__INSTRUÇÕES DE TRABALHO__:
1. Pode reproduzir o trecho sobre demência a partir de "O engenheiro mecânico" e até "(Universidade de Campinas).", substituindo "academia" por "piscina"?
2. Como ficaria, de forma mais breve e com os fatos principais mantidos, o parágrafo do trecho sobre demência que começa com "O tratamento precoce, por sua vez"?
──────── TRECHO DO DOCUMENTO ────────
Thais Bento Lima da Silva, gerontóloga, professora do curso de gerontologia da USP (Universidade de São Paulo) e diretora da ABRAz-SP, diz que o tratamento tardio para demências ainda é uma realidade no Brasil. Isso faz com que pacientes cheguem em estágio avançado, com poucas perspectivas pessoais de futuro.
“Quanto mais grave um quadro demencial, maior será a presença de alterações comportamentais, o prejuízo funcional e a dependência do indivíduo. Nesse sentido, quando a gente fala do tratamento no tempo certo, não é visando a cura, porque não existe, mas uma melhor qualidade de vida para cuidador, familiares e pessoa que tem demência, porque terá respostas melhores”, afirma.
O engenheiro mecânico Daniel da Rosa München, 53, recebeu o diagnóstico de Alzheimer em 2023. Buscou ajuda quando percebeu que episódios de falta de memória e desorientação começaram a surgir com mais frequência. Os sintomas incluíam sonolência excessiva, dificuldade de concentração e perda da noção de tempo.
A saída, para ele, foi colocar o foco no momento presente e continuar fazendo tarefas menos complexas, como lavar a louça e ir à academia. “O legal é as pessoas entenderem as dificuldades que a gente tem e nos ajudarem quando a gente precisar. Isso e saber a condição que a gente está é o mais importante”, diz ele.
Sem tratamento, a autonomia média do indivíduo em estágio de comprometimento cognitivo leve dura cerca de sete anos, segundo o psiquiatra Lucas Mella, coordenador do Serviço de Psiquiatria Geriátrica e Neuropsiquiatria da Unicamp (Universidade de Campinas).
O tratamento precoce, por sua vez, permite prolongar essa independência de modo significativo, afirma. “A gente tem muitas alternativas para mitigar esse risco com redução da conversão para demência ao longo do tempo, com atividade física combinando aeróbia e anaeróbia pelo menos três vezes de 50 minutos por semana ou cinco vezes de meia hora”, destaca Mella.
Manter uma vida ativa e com alimentação saudável, bem como controlar riscos vasculares, colesterol, diabetes, hipertensão e tabagismo, são hábitos que ajudam a retardar o declínio. Sintomas de depressão, apatia e alterações de sono fazem parte do prognóstico demencial e precisam de acompanhamento médico.
A tecelã aposentada Maria Martiniano Brito, 79, recebeu o diagnóstico de demência ao realizar uma tomografia de crânio. Com medicação, rotina ativa e acompanhamento médico, conseguiu estagnar a doença e manter a autonomia.
──────── REGISTROS ────────
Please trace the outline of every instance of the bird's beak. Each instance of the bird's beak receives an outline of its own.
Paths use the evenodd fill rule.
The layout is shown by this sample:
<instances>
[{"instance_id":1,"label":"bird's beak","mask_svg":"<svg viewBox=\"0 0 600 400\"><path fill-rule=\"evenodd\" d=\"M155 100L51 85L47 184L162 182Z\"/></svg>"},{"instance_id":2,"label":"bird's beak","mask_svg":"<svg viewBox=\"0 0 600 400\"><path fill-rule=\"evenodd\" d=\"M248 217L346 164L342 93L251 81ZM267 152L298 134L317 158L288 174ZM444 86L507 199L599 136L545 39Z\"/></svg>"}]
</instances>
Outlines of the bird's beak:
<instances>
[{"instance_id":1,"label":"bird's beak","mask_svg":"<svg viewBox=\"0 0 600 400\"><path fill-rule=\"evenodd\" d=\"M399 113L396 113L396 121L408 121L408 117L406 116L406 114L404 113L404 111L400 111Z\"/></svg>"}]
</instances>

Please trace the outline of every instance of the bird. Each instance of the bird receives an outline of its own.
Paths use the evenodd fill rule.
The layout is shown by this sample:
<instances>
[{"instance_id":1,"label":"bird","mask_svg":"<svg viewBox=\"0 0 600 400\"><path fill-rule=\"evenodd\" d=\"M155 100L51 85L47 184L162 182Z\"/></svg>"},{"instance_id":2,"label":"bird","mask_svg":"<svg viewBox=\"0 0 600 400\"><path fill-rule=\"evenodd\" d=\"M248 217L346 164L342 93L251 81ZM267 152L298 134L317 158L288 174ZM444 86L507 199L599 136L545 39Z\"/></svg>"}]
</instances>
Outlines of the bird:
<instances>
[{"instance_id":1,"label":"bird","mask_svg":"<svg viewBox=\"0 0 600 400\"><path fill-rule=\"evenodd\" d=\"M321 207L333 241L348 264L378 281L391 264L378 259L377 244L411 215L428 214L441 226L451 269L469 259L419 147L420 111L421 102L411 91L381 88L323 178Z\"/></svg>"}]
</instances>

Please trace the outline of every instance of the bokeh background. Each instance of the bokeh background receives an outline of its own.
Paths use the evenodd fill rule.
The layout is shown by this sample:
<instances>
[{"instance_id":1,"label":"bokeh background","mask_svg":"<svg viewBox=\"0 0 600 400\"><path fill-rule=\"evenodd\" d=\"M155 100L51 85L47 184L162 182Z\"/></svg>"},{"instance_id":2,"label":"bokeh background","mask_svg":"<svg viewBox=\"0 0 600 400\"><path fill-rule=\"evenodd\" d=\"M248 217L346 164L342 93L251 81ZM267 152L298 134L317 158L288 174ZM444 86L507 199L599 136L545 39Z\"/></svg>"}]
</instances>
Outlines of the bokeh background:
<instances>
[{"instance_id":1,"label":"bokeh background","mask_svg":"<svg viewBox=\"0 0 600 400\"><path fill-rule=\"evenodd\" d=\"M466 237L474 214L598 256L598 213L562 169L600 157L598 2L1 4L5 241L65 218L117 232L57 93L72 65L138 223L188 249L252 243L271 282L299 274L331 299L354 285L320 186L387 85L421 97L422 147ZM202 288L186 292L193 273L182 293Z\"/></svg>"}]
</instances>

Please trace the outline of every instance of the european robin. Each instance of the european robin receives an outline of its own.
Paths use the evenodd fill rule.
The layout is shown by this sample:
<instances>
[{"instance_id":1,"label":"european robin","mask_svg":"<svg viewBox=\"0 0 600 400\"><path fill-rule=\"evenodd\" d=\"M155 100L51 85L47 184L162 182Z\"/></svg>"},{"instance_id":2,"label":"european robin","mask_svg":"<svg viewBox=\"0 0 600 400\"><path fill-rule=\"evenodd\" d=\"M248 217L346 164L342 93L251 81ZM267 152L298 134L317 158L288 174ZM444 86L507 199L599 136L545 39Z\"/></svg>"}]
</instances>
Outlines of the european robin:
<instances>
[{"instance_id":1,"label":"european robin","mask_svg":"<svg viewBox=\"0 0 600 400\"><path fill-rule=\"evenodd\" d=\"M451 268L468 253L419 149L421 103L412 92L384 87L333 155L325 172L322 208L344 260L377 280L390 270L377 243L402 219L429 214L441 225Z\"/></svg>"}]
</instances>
────────
__RESPOSTAS POR ITEM__:
1.
O engenheiro mecânico Daniel da Rosa München, 53, recebeu o diagnóstico de Alzheimer em 2023. Buscou ajuda quando percebeu que episódios de falta de memória e desorientação começaram a surgir com mais frequência. Os sintomas incluíam sonolência excessiva, dificuldade de concentração e perda da noção de tempo.
A saída, para ele, foi colocar o foco no momento presente e continuar fazendo tarefas menos complexas, como lavar a louça e ir à piscina. “O legal é as pessoas entenderem as dificuldades que a gente tem e nos ajudarem quando a gente precisar. Isso e saber a condição que a gente está é o mais importante”, diz ele.
Sem tratamento, a autonomia média do indivíduo em estágio de comprometimento cognitivo leve dura cerca de sete anos, segundo o psiquiatra Lucas Mella, coordenador do Serviço de Psiquiatria Geriátrica e Neuropsiquiatria da Unicamp (Universidade de Campinas).

2. Segundo Mella, o tratamento precoce prolonga de modo significativo a independência. Há muitas alternativas para reduzir a conversão para demência ao longo do tempo. Uma delas é a atividade física que combina exercícios aeróbios e anaeróbios, feita pelo menos três vezes por semana durante 50 minutos ou cinco vezes por semana durante meia hora.